[Start of Records supplied]

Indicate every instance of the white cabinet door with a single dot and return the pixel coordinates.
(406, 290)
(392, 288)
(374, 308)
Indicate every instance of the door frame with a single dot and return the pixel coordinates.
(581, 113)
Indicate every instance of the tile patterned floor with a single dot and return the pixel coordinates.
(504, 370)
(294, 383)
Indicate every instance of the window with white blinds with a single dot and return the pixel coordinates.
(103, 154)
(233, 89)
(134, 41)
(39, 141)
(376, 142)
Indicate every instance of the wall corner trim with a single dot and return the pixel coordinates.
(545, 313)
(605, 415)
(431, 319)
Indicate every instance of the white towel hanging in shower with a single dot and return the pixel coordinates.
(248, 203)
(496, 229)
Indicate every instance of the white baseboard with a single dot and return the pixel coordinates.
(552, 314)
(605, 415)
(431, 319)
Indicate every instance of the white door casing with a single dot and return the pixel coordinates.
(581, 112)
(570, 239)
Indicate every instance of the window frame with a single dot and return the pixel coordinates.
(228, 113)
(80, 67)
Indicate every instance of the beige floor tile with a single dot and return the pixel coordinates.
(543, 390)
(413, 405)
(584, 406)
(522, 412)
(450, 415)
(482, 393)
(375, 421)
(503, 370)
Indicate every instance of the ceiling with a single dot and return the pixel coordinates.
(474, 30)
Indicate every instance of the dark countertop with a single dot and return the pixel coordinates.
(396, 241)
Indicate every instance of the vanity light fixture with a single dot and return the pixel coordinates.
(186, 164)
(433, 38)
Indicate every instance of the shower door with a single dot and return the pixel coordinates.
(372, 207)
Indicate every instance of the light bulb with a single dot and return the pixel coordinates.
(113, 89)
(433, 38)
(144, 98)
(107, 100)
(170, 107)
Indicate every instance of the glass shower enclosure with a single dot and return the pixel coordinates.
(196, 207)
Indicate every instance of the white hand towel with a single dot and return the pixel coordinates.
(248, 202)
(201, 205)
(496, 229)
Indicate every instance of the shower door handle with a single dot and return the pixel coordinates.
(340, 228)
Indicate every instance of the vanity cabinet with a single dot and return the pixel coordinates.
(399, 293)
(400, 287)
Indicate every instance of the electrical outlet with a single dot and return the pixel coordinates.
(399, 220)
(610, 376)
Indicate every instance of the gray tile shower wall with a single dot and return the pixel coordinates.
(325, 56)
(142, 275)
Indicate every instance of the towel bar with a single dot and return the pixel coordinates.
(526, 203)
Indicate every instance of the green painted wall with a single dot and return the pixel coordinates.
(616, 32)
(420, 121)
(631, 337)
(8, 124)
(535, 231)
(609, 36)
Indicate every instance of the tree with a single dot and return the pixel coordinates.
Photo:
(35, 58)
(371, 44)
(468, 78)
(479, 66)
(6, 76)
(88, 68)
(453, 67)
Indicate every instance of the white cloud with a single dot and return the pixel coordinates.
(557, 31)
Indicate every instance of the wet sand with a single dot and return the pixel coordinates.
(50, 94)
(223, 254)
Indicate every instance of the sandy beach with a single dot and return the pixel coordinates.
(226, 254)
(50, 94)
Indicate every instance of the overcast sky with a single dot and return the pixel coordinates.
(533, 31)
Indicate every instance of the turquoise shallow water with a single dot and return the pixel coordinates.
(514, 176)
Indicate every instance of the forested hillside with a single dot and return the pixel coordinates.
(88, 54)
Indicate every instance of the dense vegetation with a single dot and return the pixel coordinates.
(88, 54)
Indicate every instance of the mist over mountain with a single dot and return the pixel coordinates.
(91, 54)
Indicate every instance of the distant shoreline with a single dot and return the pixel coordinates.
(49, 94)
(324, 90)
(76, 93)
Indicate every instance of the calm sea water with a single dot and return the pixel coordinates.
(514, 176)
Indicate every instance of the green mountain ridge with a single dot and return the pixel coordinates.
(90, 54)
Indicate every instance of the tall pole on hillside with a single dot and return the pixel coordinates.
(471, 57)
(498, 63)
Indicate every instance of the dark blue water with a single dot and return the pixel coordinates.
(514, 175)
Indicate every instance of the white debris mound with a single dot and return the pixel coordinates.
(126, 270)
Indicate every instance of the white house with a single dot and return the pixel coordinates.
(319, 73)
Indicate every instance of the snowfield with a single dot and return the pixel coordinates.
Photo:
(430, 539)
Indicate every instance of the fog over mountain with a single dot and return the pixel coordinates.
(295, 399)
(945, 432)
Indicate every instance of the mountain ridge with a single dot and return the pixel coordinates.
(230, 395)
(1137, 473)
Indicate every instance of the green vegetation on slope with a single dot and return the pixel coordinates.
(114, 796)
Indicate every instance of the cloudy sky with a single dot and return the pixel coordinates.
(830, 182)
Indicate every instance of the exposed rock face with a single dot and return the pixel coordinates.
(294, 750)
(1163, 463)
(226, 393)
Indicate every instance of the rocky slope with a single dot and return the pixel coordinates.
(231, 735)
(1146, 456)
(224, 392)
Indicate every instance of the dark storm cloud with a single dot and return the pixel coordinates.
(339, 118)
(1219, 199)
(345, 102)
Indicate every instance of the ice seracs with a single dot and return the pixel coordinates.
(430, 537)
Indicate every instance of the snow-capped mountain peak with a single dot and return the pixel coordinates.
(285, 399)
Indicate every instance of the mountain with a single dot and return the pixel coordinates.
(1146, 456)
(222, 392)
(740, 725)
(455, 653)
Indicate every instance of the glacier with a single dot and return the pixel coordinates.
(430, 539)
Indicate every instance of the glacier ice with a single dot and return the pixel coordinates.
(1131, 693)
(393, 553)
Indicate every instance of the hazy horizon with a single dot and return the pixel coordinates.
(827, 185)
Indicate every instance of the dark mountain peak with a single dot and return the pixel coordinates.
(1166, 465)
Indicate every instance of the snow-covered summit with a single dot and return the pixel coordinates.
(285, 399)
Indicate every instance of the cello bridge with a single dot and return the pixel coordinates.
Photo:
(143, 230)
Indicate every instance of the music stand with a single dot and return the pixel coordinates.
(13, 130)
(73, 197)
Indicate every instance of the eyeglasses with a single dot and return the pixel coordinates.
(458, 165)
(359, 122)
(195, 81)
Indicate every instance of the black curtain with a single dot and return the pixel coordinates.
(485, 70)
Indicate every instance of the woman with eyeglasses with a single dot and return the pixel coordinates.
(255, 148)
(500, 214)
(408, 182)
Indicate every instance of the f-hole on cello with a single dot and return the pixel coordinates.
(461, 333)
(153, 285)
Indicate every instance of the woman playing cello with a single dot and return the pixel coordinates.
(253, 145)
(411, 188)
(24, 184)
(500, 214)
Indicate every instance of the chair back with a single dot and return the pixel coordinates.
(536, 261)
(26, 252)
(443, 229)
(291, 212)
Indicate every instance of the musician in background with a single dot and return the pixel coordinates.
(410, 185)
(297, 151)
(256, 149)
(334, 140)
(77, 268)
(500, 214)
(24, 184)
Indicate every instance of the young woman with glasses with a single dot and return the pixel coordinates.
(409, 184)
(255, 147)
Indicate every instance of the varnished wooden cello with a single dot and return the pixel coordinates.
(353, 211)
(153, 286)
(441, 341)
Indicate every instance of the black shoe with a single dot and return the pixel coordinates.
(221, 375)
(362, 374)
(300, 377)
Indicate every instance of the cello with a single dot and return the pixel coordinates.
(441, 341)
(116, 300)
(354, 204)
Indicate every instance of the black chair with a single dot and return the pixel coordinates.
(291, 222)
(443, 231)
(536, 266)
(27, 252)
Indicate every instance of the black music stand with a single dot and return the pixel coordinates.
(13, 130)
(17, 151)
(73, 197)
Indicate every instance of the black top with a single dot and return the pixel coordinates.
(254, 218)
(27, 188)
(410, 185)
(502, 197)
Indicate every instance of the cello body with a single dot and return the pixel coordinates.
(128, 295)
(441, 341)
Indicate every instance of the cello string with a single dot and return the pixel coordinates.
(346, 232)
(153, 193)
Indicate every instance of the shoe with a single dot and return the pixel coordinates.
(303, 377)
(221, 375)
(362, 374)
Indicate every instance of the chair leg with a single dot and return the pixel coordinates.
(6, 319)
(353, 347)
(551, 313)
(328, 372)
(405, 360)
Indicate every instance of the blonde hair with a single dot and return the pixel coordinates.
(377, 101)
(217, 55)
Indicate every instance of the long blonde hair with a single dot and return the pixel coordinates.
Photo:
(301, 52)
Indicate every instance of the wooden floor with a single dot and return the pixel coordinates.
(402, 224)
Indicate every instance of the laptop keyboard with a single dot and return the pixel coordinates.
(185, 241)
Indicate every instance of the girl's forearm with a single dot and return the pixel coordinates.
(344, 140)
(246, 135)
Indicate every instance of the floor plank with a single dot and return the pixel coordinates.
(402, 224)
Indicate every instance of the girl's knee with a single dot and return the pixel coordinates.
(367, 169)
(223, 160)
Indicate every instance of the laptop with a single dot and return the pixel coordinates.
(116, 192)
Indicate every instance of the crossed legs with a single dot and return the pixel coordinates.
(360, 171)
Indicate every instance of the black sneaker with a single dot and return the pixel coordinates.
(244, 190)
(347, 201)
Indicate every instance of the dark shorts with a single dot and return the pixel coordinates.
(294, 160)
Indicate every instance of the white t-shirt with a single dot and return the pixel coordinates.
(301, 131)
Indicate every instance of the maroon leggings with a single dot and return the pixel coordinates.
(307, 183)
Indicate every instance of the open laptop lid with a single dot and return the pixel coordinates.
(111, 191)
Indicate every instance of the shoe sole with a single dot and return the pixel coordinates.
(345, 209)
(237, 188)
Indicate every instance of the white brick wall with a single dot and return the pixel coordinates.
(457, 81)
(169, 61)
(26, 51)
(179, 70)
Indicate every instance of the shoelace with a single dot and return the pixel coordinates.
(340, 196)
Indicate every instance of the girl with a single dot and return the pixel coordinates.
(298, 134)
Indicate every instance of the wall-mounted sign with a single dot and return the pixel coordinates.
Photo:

[End of Records supplied]

Your task
Copy out exactly the lines running from the line with "Indicate every instance of the floor" to the end of the records, inclusive.

Full output
Indicate every instance of the floor plank with a single dot and return the pixel coordinates.
(402, 224)
Indicate every instance of the girl's knee with a single dot and return the pixel coordinates.
(367, 169)
(223, 160)
Indicate every instance of the laptop with a single dot and return the pixel coordinates.
(116, 192)
Indicate every instance of the crossed legs with a single dot and return the pixel coordinates.
(360, 171)
Indicate every instance of the black sneaker with a single dot and return the pixel coordinates.
(244, 190)
(347, 201)
Indicate every instance of the dark shorts with a single dot and return the pixel coordinates.
(294, 160)
Indicate every instance of the white t-shirt with a single dot and return the pixel coordinates.
(301, 131)
Indicate every instance of the maroon leggings with a single dot and return the pixel coordinates.
(307, 183)
Indicate every instance of the open laptop lid with a single dot and return the pixel coordinates.
(111, 191)
Indicate every instance of the shoe sole with a single dot and return the pixel coordinates.
(345, 209)
(237, 188)
Indicate every instance of the white brick wall with a single dot and return the pixel coordinates.
(457, 81)
(169, 61)
(26, 51)
(179, 70)
Indicate every instance of the shoelace with a single dot and return the pixel coordinates.
(340, 196)
Indicate every instance of the girl with a single dot and return the pixel coordinates.
(298, 134)
Indicate every instance of the wall-mounted sign with a single dot and return the pixel coordinates.
Photo:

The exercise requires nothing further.